Selected passage —
------------------------------------------------
American writer and poet Maxine Kumin (born 1925) has published numerous books of poetry, including the Pulitzer Prize-winning volume Up Country: Poems of New England. Highly decorated for her literary works, she has also written several children's books, a short story collection and a handful of novels, among others. She has served as a Library of Congress consultant on poetry and is the former poet laureate of New Hampshire.

Early Life and Influenced by Anne Sexton

The youngest of four children, Kumin was born Maxine Winokur on June 6, 1925, to Jewish parents in Philadelphia, Pennsylvania's Germantown neighborhood. As a child, she attended Catholic schools; as a young adult, she traveled to Boston, Massachusetts, for her higher education. There, she completed her Bachelor's degree at Harvard's Radcliffe College in 1946. That same year marked her marriage, in June, to Victor Kumin, an engineering consultant with whom she would later have two daughters and one son. In 1948, Kumin received a Master's degree also from Radcliffe; during her years at the college, she studied with notable literary scholars including the prolific literary critic Harry Levin.

After completing her M.A., Kumin taught English at colleges in the Boston area, notably Tufts University from 1958–1961 and again from 1965–1968. From 1961 to 1963, she was a Bunting Fellow at Radcliffe's Bunting Institute. Throughout her career, Kumin would teach and lecture at universities around the United States, from large, prestigious institutions such as Columbia and Princeton to small, regional learning centers like Davis and Elkins in West Virginia. In recent years, Kumin has limited her teaching engagements to universities in warmer climates such as Louisiana and California, finding that her body is no longer able to handle the harsh northern winters well.

At a poetry workshop taught by John Holmes at the Boston Center for Adult Education in 1957, Kumin met and befriended two other poets of what is called the "confessional" of writing: Anne Sexton and Sylvia Plath. The works of these poets were particularly noted for their intensely personal reflection on their own psychological states and problems. Sexton, who had taken up poetry writing in the mid-1950s following her second nervous breakdown, had become immediately successful and was a major influence on Kumin's work. The two women were close friends and collaborators until the time of Sexton's death in 1974, writing four children's books together: 1963's Eggs of Things, 1964's More Eggs of Things, 1971's Joey and the Birthday Present, and 1975's The Wizard's Tears.
------------------------------------------------
Excerpted records —
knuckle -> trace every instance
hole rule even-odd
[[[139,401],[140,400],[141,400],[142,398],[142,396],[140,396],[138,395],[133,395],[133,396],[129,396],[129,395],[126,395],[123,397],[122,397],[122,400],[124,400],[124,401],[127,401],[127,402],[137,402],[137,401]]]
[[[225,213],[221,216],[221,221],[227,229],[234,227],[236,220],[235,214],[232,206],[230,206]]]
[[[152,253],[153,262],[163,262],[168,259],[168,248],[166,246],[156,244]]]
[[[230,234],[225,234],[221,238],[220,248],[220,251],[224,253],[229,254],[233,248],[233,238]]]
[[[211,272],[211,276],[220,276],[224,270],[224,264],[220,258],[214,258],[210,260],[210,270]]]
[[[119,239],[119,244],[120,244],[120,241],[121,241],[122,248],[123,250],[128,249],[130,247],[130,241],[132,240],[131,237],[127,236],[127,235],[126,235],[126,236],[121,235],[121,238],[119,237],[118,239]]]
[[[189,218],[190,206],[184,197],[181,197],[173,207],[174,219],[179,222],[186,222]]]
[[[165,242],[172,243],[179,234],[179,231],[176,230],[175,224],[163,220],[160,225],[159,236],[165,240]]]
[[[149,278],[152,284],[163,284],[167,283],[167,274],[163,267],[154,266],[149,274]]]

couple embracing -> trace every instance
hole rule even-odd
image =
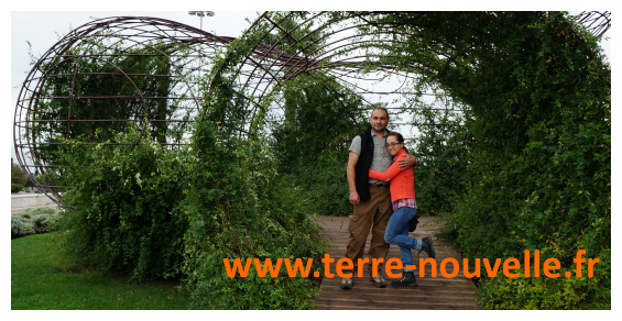
[[[416,157],[410,155],[404,147],[404,137],[400,133],[389,132],[389,111],[384,108],[373,109],[370,126],[352,140],[348,159],[348,186],[350,203],[354,211],[350,217],[348,230],[350,239],[345,257],[358,270],[359,258],[362,258],[370,228],[372,239],[369,255],[372,258],[385,258],[390,244],[400,246],[402,278],[393,280],[392,286],[416,286],[415,274],[407,269],[413,265],[412,250],[423,251],[435,258],[432,237],[417,240],[408,236],[410,221],[417,213],[415,201],[415,180],[412,166]],[[373,277],[372,265],[368,264],[370,279],[379,288],[385,281],[378,266]],[[353,279],[341,279],[342,289],[351,289]]]

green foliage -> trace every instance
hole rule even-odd
[[[186,154],[140,135],[129,125],[103,141],[121,145],[67,141],[70,168],[63,176],[73,188],[62,199],[72,209],[63,221],[64,244],[74,257],[138,279],[174,276],[187,229],[177,208],[188,188]]]
[[[61,218],[61,211],[48,207],[24,209],[11,214],[11,239],[56,231],[56,222]]]
[[[348,147],[367,121],[359,97],[320,77],[302,75],[285,85],[288,114],[272,130],[276,168],[313,212],[349,215]]]
[[[611,68],[598,40],[563,12],[372,16],[407,35],[384,48],[385,63],[418,67],[418,88],[439,84],[471,108],[466,178],[446,223],[465,256],[553,246],[563,267],[579,248],[604,257],[600,277],[585,283],[484,279],[483,303],[610,308]],[[520,285],[533,296],[517,295]]]
[[[26,185],[26,175],[20,165],[11,163],[11,190],[13,188],[13,184],[19,184],[23,188]]]
[[[454,106],[455,107],[455,106]],[[413,154],[417,207],[424,217],[444,217],[455,210],[455,199],[466,191],[467,170],[473,143],[468,130],[470,119],[462,112],[426,110],[413,124],[421,135]]]
[[[223,63],[226,64],[227,60]],[[226,65],[225,65],[226,66]],[[321,257],[318,226],[305,200],[279,185],[276,163],[261,136],[238,139],[231,114],[244,108],[232,81],[217,82],[192,136],[182,272],[192,306],[201,309],[307,309],[319,292],[308,278],[229,278],[222,259]],[[234,99],[230,99],[233,97]],[[227,122],[214,120],[227,119]],[[319,267],[314,267],[320,269]],[[315,270],[315,269],[314,269]]]
[[[20,190],[22,190],[24,188],[23,185],[21,184],[12,184],[11,182],[11,192],[20,192]]]

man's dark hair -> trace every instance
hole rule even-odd
[[[384,108],[384,107],[377,107],[377,108],[372,109],[372,110],[371,110],[371,114],[373,114],[373,112],[374,112],[377,109],[382,109],[382,110],[384,110],[384,112],[386,113],[386,118],[389,119],[389,111],[388,111],[386,108]]]

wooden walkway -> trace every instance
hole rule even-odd
[[[318,223],[324,228],[323,239],[330,244],[328,253],[331,258],[337,259],[343,257],[346,247],[348,246],[348,218],[341,217],[319,217]],[[416,239],[433,236],[434,230],[433,218],[421,218],[419,225],[414,233],[410,235]],[[371,233],[368,235],[365,244],[365,254],[371,240]],[[460,263],[462,259],[460,253],[451,248],[448,242],[434,239],[434,248],[436,250],[437,277],[430,276],[432,267],[426,264],[425,277],[419,277],[417,252],[413,251],[413,262],[417,266],[415,275],[417,276],[417,287],[392,287],[392,278],[388,277],[384,270],[382,275],[386,280],[385,288],[377,288],[369,279],[367,266],[363,269],[362,278],[354,275],[353,288],[343,290],[339,287],[341,278],[337,275],[334,278],[324,277],[321,281],[321,292],[315,300],[315,310],[472,310],[481,309],[477,302],[476,287],[467,279],[460,270],[454,278],[445,278],[440,275],[440,262],[446,257],[454,257]],[[386,259],[391,257],[400,258],[400,247],[391,245]],[[421,257],[427,258],[422,252]],[[371,259],[370,259],[371,262]],[[335,263],[330,266],[330,272],[335,273]],[[447,264],[447,273],[451,273],[454,265]],[[393,270],[393,273],[399,273]]]

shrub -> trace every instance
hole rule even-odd
[[[95,137],[102,141],[99,131]],[[130,128],[103,141],[126,145],[91,148],[79,137],[68,142],[73,153],[66,155],[70,168],[64,176],[73,188],[62,199],[70,208],[62,222],[64,248],[132,278],[174,276],[187,229],[177,208],[189,187],[186,154],[140,137]]]
[[[26,175],[18,164],[11,163],[11,184],[26,185]]]
[[[194,187],[184,200],[189,228],[183,272],[193,307],[201,309],[307,309],[319,292],[309,278],[230,278],[223,258],[321,257],[319,228],[305,200],[276,179],[275,160],[265,142],[222,134],[212,115],[197,119],[188,177]],[[219,159],[219,162],[212,162]],[[320,270],[319,266],[314,266]],[[315,270],[315,269],[313,269]]]
[[[24,188],[21,184],[13,184],[11,182],[11,192],[20,192]]]
[[[609,309],[611,67],[598,37],[565,12],[372,20],[412,34],[386,47],[385,63],[426,66],[417,89],[439,84],[470,107],[468,165],[459,188],[451,187],[461,192],[447,193],[454,206],[445,224],[465,256],[522,259],[524,250],[548,248],[563,267],[578,250],[602,259],[600,276],[587,281],[481,279],[483,305]],[[436,41],[443,45],[430,51]]]
[[[48,207],[24,209],[11,214],[11,239],[56,231],[61,218],[61,211]]]

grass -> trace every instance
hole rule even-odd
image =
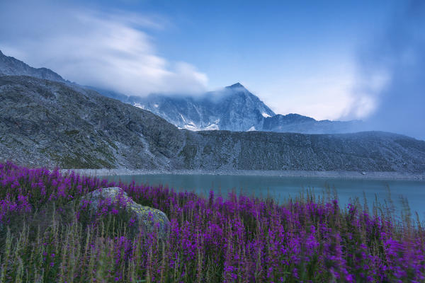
------------------------------------------------
Work to complete —
Reproduce the part of the Maxine Kumin passage between "The youngest of" and "critic Harry Levin.", inclusive, word for word.

Result below —
The youngest of four children, Kumin was born Maxine Winokur on June 6, 1925, to Jewish parents in Philadelphia, Pennsylvania's Germantown neighborhood. As a child, she attended Catholic schools; as a young adult, she traveled to Boston, Massachusetts, for her higher education. There, she completed her Bachelor's degree at Harvard's Radcliffe College in 1946. That same year marked her marriage, in June, to Victor Kumin, an engineering consultant with whom she would later have two daughters and one son. In 1948, Kumin received a Master's degree also from Radcliffe; during her years at the college, she studied with notable literary scholars including the prolific literary critic Harry Levin.